ISTRUZIONI E REQUISITI: Nel testo citato, chi ha sollevato l'eccezione di inadempimento che il giudice di primo grado ha ritenuto fondata?

TESTO CITATO:
((

Il giudice di primo grado ha ritenuto fondata l’eccezione di inadempimento ex art. 1460 c.c., sollevata dalla curatela allo scopo di paralizzare la pretesa creditoria, sul rilievo che il Collegio Sindacale non aveva ritenuto di dare alcuna rappresentazione dell’operazione da parte della fallita di acquisto/retrocessione delle azioni in RAGIONE_SOCIALE, avvenuta nel luglio 2010, nonostante l’approvazione del bilancio, inizialmente fissata per il 10.6.2010, fosse stata differita al 30.10.2020.

))

ESTRATTI DELLE RIGHE:
((

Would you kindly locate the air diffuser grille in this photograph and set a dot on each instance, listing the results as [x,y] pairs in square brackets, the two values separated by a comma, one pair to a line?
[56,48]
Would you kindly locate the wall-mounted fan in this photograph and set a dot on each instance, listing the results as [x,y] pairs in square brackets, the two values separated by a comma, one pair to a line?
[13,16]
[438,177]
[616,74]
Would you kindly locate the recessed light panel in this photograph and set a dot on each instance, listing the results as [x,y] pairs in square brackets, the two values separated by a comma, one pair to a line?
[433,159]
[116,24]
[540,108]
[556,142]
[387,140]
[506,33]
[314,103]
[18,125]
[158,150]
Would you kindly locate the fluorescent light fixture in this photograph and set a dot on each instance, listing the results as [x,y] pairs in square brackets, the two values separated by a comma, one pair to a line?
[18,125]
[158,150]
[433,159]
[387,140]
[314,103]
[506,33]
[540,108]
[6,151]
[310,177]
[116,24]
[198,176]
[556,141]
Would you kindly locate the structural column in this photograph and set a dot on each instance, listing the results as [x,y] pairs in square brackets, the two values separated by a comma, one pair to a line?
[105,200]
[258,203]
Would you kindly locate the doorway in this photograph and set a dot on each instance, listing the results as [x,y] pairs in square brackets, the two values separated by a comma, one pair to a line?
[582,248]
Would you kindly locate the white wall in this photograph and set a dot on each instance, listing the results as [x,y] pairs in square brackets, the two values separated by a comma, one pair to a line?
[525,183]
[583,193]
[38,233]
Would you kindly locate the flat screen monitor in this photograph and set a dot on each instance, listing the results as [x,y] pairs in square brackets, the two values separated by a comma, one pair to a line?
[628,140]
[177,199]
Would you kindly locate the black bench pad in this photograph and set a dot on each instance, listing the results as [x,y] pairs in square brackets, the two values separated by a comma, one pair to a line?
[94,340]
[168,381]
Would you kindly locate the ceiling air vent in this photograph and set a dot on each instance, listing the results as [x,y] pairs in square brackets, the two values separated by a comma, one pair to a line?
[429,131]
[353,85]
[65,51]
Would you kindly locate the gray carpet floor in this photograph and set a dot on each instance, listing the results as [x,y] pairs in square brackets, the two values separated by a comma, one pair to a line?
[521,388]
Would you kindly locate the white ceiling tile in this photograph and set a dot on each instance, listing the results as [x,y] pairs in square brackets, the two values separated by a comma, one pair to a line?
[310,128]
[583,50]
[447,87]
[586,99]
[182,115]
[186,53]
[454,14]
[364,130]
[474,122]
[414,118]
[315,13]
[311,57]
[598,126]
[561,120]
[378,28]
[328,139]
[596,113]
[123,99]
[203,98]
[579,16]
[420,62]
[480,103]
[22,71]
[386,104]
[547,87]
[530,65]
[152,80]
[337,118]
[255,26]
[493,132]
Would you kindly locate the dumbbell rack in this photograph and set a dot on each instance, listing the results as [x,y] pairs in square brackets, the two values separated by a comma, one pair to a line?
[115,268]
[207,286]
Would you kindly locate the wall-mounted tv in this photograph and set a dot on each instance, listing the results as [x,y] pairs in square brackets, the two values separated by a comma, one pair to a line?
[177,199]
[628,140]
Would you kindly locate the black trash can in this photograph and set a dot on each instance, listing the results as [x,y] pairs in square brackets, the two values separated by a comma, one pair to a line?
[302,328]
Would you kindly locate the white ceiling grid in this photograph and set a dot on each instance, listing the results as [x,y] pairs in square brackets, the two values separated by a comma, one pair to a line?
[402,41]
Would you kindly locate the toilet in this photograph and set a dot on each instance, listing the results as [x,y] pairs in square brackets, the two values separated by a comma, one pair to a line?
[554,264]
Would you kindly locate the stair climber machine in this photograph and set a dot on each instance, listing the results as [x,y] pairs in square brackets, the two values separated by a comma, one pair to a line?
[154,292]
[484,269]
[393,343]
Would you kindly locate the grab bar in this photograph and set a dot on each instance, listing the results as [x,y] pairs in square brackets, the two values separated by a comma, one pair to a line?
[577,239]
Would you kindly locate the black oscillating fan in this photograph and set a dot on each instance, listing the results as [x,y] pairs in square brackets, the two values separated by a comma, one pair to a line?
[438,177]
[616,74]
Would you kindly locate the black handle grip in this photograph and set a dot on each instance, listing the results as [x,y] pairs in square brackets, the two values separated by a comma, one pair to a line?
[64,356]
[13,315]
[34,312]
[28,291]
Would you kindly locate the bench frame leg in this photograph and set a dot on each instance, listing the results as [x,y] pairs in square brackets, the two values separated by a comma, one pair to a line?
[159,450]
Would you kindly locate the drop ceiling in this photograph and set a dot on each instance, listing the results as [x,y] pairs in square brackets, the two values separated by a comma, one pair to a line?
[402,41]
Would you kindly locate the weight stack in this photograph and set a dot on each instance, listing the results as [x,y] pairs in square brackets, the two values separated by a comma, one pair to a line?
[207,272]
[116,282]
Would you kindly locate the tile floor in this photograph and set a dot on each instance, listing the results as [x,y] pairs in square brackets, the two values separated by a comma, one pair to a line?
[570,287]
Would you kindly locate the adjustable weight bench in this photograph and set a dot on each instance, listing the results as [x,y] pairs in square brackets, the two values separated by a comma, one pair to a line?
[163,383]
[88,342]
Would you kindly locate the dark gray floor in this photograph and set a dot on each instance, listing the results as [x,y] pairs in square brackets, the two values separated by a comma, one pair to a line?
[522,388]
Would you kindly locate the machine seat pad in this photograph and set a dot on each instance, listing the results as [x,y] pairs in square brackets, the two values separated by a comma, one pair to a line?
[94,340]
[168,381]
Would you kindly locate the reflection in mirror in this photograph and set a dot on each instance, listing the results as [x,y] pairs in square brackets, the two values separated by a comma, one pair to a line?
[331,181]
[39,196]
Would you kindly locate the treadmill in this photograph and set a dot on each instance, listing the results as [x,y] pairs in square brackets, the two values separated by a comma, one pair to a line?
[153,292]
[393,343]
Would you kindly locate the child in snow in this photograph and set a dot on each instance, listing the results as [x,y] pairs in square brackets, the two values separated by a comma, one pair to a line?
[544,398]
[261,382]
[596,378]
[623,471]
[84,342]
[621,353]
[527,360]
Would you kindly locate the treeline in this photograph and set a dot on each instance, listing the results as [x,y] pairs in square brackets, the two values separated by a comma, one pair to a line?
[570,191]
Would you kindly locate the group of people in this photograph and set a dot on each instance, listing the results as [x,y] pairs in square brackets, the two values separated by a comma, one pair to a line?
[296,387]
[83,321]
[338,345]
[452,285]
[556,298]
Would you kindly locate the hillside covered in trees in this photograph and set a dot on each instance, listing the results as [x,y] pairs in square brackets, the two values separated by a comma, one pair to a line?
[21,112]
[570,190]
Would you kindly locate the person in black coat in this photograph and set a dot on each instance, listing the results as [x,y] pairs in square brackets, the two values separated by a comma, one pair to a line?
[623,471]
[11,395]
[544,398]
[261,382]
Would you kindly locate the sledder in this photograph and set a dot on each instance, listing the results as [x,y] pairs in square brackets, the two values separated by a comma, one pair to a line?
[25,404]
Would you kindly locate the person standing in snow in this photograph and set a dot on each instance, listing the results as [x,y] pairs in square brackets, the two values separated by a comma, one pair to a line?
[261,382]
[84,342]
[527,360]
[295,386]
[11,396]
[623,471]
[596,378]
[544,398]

))

RISPOSTA COMPLETA: L'ha sollevata la curatela, allo scopo di paralizzare la pretesa creditoria.